What to do:
1 > Copy out the stretch of the passage on civilization and consciousness from "Civilization, of course, cannot" through "elitist belief system.".
2 > Write what comes next in the passage on civilization and consciousness, picking up after its final sentence.

Civilization, of course, cannot be conceived as an error, as a whole new vistas of exploration i.e. outer space, the fabric of matter, the way and
manner our body and brain works to create consciousness, and how this dynamical process electrodynamically links up with other processes - have only
be possible
because of the human beings which came to take on an elitist belief system.
Consciousness, or the brain-mind, is also very complex - allowing for different sorts of experience of self-in-the-world, as Julian Jaymes, for
example, believed, the ancients may have experienced their "daimons", or their own unconscious, as a 'guide' to their self-in-action. Plato, of
course, claimed to be such a person; and many today look upon this ancient way of knowing as if it were superior to the theoretic-empirical mission of
science, which is the only form of knowing which can build up a material world that is worth living in i.e. understanding so that we can better live
with it.

Dataset:
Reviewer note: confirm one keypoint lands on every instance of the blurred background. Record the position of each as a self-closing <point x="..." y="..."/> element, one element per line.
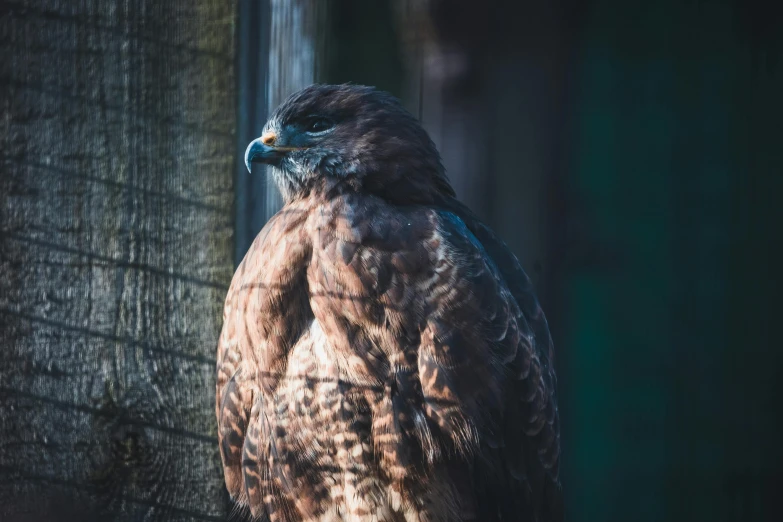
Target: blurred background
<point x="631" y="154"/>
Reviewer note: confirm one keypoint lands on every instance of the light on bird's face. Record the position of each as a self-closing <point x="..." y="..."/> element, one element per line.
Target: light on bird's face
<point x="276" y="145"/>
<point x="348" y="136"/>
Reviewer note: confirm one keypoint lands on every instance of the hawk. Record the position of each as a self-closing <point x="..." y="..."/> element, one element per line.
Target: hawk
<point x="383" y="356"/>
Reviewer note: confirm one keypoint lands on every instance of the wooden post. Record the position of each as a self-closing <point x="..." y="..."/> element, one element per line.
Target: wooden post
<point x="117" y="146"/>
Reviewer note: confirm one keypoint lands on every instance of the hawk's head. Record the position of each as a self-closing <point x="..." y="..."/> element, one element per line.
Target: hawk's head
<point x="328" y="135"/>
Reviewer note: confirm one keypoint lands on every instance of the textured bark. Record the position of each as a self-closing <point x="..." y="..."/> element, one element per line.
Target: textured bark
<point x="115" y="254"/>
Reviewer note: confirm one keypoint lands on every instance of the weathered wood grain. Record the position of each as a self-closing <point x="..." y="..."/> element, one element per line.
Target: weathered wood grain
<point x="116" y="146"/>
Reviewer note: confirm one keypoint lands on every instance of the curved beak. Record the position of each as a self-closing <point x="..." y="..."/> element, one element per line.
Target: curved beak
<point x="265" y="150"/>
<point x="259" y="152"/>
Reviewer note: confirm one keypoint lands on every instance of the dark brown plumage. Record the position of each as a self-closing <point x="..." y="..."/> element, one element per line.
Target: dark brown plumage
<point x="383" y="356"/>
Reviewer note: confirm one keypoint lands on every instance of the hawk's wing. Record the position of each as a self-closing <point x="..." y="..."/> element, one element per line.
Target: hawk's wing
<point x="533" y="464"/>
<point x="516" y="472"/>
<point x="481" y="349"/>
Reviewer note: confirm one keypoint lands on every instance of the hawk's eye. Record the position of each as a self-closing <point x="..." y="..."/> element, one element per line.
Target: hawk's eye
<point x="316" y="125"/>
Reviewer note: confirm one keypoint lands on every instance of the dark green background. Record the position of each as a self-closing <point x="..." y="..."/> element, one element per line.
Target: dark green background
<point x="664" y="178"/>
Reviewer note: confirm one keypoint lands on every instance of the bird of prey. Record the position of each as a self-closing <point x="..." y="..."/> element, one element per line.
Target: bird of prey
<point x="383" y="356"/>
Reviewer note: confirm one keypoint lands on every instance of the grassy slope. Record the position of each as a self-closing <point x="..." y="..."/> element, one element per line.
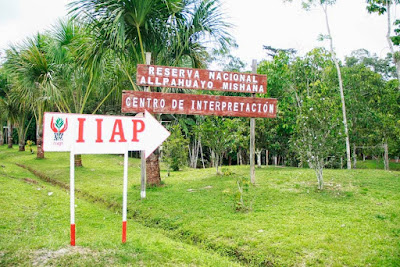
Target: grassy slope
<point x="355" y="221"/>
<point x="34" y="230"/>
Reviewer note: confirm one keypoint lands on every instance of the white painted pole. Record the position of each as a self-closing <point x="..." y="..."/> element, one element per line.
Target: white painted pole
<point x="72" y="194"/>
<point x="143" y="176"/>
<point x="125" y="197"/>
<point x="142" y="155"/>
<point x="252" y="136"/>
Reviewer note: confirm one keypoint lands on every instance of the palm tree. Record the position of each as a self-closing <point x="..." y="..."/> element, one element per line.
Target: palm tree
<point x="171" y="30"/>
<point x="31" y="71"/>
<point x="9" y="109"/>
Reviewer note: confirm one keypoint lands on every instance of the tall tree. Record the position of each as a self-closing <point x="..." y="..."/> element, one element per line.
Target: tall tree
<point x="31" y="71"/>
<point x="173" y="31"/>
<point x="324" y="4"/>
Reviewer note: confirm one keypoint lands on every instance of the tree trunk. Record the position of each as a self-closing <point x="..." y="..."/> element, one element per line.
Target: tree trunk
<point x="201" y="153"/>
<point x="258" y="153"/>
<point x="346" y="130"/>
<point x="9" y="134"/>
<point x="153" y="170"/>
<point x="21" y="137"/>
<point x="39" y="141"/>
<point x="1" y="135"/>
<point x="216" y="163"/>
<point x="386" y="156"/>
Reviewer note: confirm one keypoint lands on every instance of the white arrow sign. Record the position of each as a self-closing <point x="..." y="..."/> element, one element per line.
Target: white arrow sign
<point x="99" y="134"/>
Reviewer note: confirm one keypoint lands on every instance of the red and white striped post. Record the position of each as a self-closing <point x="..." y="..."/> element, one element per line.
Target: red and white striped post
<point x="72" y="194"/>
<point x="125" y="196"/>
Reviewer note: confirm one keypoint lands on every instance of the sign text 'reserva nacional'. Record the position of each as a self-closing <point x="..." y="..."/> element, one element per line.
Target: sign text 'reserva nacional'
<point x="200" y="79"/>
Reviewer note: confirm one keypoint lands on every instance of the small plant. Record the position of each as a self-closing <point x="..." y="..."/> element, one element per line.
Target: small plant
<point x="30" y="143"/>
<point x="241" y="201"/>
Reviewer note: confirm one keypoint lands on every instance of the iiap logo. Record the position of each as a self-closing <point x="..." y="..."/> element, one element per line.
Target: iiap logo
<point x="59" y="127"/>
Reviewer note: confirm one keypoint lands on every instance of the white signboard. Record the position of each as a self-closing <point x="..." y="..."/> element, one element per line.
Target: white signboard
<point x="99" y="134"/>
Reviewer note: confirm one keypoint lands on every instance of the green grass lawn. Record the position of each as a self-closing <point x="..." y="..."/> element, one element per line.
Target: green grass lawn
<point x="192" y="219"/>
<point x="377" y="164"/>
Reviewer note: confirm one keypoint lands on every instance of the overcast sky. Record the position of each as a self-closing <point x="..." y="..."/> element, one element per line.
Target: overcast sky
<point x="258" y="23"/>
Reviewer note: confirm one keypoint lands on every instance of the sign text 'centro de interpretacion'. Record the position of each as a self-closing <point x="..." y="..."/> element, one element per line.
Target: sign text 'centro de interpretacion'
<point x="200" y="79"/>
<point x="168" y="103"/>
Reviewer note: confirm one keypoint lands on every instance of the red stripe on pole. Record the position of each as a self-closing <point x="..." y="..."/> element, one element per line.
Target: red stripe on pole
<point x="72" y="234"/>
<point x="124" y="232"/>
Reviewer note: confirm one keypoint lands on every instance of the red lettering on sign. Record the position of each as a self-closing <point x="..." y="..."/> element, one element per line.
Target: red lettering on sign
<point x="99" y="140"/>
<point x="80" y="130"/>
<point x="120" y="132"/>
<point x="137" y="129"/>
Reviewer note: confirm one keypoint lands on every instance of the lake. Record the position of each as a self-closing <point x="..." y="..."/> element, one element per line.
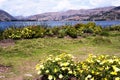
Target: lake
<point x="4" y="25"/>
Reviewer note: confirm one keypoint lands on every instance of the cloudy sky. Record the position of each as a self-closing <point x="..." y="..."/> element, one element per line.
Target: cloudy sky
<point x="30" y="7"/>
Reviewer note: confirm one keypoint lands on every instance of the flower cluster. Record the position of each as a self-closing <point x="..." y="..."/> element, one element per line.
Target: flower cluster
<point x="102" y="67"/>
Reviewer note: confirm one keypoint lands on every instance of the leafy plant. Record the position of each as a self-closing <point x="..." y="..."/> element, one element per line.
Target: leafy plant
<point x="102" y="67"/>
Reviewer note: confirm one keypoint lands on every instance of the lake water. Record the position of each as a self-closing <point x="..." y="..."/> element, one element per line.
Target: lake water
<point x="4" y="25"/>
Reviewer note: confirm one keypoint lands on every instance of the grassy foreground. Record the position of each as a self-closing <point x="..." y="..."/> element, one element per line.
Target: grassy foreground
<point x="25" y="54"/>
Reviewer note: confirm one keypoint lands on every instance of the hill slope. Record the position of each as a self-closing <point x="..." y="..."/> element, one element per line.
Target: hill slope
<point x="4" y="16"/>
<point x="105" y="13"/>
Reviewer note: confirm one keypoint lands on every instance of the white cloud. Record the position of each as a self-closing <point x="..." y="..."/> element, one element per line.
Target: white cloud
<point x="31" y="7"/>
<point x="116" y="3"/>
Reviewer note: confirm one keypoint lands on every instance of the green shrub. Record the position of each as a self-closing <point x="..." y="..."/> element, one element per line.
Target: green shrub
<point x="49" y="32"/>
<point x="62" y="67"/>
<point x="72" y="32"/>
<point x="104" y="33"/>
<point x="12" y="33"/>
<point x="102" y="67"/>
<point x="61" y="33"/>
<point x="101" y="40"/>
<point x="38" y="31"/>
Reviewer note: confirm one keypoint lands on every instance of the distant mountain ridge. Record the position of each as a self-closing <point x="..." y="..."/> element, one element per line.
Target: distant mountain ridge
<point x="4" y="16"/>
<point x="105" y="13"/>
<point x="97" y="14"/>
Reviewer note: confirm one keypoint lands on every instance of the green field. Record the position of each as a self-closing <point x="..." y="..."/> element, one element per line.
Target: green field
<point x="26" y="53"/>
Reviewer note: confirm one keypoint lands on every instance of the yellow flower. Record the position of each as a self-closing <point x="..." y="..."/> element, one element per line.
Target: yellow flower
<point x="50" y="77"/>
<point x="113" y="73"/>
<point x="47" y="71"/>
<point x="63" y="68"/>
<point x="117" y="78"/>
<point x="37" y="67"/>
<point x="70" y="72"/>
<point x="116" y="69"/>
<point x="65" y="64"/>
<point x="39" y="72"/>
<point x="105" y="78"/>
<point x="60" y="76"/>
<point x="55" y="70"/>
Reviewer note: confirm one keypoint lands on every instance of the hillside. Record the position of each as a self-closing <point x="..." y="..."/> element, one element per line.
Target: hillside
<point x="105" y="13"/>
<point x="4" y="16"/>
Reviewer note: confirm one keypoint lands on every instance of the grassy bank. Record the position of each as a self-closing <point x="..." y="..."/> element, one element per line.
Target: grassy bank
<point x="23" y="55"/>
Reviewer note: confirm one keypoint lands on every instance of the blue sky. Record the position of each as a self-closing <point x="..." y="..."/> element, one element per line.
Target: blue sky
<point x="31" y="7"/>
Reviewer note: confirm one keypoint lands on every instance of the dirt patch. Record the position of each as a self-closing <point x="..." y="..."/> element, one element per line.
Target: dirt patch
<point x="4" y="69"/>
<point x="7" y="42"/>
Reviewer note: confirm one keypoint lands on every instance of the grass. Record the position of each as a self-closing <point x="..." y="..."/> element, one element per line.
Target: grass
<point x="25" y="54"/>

---

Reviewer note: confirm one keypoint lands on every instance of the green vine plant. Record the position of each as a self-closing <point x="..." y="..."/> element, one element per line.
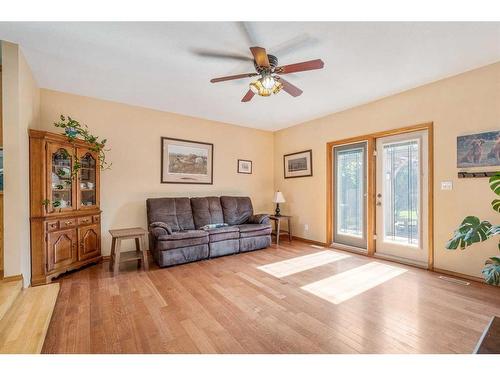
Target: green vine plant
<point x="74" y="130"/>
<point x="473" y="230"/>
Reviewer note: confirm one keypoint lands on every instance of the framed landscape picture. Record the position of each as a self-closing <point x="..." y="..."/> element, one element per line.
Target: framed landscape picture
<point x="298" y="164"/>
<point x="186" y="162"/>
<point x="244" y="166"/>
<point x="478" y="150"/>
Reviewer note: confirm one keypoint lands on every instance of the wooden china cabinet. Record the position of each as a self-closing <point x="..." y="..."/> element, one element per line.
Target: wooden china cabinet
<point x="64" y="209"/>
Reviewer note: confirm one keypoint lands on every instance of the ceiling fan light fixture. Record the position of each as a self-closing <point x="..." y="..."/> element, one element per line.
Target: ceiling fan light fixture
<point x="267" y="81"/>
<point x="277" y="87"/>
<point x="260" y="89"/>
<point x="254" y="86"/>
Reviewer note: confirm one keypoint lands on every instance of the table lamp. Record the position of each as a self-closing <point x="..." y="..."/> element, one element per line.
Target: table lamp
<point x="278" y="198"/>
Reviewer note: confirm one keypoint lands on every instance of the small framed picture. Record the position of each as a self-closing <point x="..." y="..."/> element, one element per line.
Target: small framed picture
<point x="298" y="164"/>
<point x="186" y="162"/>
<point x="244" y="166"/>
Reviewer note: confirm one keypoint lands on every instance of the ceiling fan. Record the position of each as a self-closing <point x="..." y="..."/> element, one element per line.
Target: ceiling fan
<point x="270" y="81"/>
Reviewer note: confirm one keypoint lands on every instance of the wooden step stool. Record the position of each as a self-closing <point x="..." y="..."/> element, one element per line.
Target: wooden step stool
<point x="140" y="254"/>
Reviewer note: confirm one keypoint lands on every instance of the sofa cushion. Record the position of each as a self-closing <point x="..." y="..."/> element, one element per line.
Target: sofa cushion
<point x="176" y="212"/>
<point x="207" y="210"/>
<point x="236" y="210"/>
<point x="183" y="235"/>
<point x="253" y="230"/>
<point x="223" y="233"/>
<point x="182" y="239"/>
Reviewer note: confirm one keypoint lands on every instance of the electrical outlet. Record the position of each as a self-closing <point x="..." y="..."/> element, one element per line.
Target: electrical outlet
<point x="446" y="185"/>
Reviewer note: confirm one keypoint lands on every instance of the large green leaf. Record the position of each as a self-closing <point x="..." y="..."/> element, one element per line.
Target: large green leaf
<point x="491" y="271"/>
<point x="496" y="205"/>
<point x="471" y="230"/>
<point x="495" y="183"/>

--

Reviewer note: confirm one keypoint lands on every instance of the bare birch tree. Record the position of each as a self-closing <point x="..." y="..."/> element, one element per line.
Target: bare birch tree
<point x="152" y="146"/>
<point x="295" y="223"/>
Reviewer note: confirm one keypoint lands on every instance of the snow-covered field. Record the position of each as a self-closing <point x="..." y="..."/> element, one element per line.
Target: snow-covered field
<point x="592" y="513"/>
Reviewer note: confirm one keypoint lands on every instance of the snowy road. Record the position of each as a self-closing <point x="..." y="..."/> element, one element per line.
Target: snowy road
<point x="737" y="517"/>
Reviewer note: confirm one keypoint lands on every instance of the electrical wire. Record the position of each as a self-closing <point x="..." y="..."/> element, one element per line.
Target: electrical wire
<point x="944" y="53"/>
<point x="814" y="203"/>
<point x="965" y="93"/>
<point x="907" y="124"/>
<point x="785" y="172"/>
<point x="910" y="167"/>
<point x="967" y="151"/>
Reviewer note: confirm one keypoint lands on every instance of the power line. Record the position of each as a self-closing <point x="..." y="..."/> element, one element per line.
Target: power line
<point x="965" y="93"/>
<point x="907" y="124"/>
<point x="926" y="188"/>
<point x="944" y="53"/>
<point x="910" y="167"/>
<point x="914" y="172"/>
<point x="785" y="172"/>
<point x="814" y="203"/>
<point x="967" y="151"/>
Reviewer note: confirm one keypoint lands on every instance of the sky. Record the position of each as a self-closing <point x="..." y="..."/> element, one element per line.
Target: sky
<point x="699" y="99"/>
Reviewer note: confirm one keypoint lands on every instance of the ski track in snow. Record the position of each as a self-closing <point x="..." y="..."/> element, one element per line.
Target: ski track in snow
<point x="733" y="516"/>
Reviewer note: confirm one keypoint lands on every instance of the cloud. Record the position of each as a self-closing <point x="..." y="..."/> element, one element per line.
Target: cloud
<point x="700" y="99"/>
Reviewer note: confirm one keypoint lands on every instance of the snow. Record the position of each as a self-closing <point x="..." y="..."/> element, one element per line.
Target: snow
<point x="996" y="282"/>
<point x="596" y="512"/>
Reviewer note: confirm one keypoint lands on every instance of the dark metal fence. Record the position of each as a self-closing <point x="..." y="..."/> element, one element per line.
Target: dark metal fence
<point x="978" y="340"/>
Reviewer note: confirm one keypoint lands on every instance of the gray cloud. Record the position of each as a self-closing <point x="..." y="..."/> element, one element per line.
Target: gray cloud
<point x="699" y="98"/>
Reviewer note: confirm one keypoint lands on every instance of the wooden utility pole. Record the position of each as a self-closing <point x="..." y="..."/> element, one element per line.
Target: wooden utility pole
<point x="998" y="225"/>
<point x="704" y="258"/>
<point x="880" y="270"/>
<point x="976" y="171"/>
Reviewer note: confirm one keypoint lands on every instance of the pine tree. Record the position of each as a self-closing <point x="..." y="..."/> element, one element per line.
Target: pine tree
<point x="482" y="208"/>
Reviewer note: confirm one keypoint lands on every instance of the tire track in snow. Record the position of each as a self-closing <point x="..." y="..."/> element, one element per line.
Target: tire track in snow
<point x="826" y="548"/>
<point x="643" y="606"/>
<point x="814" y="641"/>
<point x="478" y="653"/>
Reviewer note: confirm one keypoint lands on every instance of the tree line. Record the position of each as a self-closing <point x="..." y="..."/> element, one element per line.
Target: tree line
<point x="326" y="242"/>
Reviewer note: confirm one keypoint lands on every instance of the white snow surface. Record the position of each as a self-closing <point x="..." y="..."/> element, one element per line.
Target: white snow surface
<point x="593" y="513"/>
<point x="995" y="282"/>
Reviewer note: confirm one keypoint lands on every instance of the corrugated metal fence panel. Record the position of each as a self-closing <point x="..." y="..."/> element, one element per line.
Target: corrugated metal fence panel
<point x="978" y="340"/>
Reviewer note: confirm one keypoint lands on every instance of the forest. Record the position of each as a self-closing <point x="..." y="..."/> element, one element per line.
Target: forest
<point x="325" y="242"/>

Responses to the exercise:
1 >
Civilization, of course, cannot be conceived as an error, as a whole new vistas of exploration i.e. outer space, the fabric of matter, the way and
manner our body and brain works to create consciousness, and how this dynamical process electrodynamically links up with other processes - have only
be possible
because of the human beings which came to take on an elitist belief system.

2 >
It was by killing, to put it bluntly, this idea of "magic" and the mysterious, that mankind has moved to an even higher-plane of existence:
understanding that what was earlier experienced as "mystical", and subject to something we termed "gods", was, and is, and has always been, an
expression of the dynamical configuration's that emerge between brains-in-interaction - brains that map one another's self-other relations, so that
a common 'attractor', or common organizing vector, can be recognized as the 'other-side' of the self-organizing process which occurs through
matter: in other words, the SINK which guides the flowing of energy within the physical world (the relations between self and other).
This is not, however, an independently existing, external element: since dynamical processes in the material world are based in symmetry and entropy -
or ordered and disordered matter - the "sink" constitutes the Whole that the Parts move towards. The Parts, in moving in a particular direction, do
so because of the wider-world, or the ecology, which has acted upon the structuring of your brain-body since you were born.
Thus, probability, or Bayesian probability, underlies every single instant of your experience. The cells within you move along the 'path of least
resistance' towards that which your body considers "coherent" in terms of the functional/motivational needs of the moment, as it relates to the
environmental affordances around you.
Perfectly understandable all this is.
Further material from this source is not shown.